(Required work): Give back, word for word, every line from the one containing "Annotation task — locate each instance of the dark" to the end of the listing, and nothing more.

================

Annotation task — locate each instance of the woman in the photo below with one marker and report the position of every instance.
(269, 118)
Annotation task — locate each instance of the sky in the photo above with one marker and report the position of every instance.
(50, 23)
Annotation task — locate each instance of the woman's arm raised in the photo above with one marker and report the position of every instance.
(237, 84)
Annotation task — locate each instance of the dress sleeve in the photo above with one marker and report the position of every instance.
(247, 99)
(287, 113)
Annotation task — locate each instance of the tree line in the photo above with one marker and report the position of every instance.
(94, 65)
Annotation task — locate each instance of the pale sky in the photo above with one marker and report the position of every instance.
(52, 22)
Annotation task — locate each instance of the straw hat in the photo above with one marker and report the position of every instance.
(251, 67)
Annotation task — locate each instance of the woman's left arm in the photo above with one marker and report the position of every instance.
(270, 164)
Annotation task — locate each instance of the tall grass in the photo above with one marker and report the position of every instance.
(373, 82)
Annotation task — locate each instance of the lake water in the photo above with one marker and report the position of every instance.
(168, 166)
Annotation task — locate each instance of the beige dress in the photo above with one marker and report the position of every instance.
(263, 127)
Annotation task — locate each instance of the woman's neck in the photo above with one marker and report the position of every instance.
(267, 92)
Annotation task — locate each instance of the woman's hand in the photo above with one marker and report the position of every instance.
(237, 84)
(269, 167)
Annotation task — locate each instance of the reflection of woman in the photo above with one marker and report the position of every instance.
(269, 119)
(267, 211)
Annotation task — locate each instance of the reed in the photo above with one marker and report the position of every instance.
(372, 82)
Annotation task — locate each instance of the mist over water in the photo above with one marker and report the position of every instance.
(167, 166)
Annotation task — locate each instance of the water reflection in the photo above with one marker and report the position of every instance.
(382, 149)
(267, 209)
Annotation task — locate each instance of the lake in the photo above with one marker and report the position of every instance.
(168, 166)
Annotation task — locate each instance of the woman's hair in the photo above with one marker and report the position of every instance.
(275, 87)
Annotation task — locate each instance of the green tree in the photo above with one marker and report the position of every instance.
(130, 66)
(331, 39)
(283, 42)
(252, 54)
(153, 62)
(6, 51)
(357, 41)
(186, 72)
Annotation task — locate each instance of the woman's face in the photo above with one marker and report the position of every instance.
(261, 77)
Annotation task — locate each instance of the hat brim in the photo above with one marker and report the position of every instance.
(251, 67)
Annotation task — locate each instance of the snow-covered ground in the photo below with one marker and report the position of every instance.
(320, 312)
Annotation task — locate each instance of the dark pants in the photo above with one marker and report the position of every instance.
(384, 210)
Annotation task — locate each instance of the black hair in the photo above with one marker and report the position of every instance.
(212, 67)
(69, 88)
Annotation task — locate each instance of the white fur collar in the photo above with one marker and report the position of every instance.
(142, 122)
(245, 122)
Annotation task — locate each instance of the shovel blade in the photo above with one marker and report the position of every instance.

================

(Solved problem):
Annotation task — locate each instance of the dark pants in the photo above with one marker and report the position of every instance.
(384, 210)
Annotation task — locate each instance of the black hair in the photo above with one marker and report the position of every instance.
(212, 67)
(69, 88)
Annotation task — locate each instance of the white fur collar in the photo above with one marker and report the position of every instance.
(142, 122)
(245, 122)
Annotation task — locate each instance of the shovel blade in the photo above with one marker and report the position of every instance.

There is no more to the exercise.